* **What is needed**
Nothing but the lines holding the string "screened" should appear in the answer. Copy them from the entries.

* **Data extract**
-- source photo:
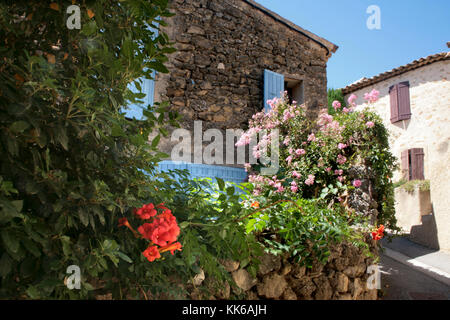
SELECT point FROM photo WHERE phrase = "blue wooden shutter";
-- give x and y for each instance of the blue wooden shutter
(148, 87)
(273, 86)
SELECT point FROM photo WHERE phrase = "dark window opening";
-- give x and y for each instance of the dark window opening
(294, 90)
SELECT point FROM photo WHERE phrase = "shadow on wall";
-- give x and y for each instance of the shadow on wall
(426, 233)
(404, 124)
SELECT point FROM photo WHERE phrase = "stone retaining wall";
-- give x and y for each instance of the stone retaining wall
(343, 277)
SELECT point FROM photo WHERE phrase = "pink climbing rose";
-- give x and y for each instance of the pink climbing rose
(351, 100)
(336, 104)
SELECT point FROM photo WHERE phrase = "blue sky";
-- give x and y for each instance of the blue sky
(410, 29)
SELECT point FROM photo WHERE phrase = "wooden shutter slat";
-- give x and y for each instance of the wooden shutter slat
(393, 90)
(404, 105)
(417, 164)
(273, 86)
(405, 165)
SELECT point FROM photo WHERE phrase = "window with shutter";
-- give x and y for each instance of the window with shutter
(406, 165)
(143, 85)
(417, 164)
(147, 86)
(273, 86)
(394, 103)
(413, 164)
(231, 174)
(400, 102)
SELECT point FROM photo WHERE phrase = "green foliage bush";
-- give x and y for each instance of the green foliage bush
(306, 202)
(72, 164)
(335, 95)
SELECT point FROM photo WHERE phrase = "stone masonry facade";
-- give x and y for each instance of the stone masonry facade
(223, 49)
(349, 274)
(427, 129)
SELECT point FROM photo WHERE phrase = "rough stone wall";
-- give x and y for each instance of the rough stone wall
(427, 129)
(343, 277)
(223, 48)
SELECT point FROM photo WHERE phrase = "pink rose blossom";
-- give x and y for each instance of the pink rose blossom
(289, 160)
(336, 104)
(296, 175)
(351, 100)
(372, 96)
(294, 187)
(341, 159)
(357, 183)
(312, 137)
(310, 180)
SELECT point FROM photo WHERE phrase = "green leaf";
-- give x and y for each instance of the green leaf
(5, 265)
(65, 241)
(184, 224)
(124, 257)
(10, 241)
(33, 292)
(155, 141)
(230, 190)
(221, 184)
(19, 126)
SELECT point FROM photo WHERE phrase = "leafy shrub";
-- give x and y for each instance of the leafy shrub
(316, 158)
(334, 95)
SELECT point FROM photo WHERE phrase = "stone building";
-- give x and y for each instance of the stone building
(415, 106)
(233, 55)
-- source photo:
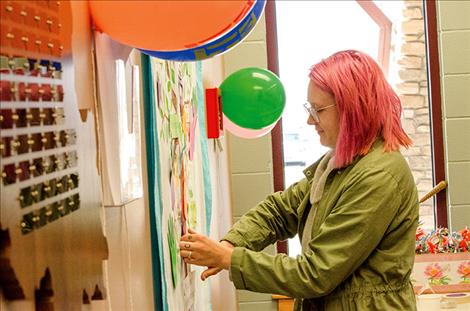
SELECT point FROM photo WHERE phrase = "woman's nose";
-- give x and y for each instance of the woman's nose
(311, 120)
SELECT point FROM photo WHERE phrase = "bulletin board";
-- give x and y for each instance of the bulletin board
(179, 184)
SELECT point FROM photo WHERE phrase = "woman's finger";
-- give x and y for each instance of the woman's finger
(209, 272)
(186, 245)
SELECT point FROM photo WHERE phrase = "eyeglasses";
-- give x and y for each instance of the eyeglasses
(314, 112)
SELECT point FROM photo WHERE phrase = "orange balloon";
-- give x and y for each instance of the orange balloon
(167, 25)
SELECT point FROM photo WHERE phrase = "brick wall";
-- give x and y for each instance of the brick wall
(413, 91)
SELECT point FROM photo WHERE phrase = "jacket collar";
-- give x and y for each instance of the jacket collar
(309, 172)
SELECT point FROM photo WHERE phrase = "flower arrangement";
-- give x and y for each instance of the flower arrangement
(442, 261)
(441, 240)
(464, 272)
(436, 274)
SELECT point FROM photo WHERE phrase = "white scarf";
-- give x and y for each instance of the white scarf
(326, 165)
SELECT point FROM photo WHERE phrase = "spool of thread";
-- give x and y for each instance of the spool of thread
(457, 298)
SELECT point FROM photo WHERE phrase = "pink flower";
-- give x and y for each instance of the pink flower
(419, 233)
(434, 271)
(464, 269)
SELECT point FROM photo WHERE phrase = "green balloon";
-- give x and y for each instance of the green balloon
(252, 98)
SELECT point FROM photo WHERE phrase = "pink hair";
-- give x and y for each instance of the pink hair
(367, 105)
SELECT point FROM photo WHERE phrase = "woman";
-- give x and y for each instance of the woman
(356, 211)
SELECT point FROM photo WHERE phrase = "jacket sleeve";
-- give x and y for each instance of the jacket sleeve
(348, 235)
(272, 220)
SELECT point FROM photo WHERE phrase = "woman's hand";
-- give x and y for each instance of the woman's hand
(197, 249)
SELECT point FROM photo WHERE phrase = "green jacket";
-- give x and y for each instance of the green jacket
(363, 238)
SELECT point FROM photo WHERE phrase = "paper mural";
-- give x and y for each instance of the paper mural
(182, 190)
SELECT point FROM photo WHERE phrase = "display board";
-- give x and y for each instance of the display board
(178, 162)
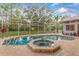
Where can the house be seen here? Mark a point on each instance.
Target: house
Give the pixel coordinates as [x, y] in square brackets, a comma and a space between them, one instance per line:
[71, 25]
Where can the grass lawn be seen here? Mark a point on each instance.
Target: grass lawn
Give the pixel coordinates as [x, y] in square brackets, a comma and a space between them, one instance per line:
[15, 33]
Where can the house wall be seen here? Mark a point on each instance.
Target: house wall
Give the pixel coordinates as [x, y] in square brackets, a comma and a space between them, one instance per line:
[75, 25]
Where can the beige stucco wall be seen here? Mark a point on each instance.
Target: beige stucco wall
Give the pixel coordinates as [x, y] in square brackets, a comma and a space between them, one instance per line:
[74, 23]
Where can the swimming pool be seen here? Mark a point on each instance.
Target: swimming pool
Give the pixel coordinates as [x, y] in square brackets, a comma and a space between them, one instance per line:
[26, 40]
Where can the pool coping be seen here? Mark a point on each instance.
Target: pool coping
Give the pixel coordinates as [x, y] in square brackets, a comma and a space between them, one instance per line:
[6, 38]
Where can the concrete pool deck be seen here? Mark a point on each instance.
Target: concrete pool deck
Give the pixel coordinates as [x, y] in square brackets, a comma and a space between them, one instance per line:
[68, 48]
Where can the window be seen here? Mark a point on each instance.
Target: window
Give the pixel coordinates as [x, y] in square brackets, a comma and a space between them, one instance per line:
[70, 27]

==

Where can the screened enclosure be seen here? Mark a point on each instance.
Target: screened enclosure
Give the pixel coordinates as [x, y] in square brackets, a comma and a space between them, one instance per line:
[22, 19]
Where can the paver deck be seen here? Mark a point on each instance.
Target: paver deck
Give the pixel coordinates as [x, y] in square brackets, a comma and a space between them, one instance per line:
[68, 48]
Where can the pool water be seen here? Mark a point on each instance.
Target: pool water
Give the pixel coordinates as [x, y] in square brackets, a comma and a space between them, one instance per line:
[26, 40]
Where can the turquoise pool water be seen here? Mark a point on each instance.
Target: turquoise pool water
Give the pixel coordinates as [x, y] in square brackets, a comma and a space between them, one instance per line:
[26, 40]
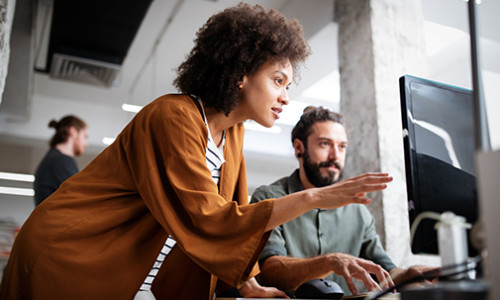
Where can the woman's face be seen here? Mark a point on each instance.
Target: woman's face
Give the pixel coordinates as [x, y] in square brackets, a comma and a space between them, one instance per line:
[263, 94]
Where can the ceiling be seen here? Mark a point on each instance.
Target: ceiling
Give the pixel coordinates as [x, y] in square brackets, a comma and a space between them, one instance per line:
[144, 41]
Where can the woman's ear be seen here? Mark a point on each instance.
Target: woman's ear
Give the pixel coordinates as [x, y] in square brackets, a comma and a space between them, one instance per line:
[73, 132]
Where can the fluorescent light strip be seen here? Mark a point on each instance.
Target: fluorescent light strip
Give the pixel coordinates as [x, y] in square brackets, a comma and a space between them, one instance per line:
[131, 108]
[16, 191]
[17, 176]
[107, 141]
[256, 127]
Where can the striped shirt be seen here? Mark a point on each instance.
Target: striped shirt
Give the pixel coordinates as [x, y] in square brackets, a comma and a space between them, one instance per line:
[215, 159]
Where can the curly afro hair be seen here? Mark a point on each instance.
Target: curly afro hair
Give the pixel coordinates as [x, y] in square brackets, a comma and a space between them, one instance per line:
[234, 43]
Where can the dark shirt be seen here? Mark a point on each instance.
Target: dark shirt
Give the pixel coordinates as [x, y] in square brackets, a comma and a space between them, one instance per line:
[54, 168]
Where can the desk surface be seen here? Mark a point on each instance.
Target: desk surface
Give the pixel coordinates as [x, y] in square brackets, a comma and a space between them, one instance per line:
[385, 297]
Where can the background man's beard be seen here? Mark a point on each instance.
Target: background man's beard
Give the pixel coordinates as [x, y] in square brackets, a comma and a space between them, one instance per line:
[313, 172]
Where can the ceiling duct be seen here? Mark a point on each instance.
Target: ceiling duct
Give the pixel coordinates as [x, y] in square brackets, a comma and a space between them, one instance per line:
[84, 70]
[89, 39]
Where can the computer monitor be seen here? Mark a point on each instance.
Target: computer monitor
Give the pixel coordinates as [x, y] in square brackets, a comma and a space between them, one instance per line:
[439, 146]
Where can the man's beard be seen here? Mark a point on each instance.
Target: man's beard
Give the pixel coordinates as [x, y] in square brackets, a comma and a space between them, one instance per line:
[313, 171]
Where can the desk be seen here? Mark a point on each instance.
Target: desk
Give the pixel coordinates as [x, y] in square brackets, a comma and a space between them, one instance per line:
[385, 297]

* **Output for this task**
Where can the screened enclosure be seen here? Mark a point on each instance.
Target: screened enclosure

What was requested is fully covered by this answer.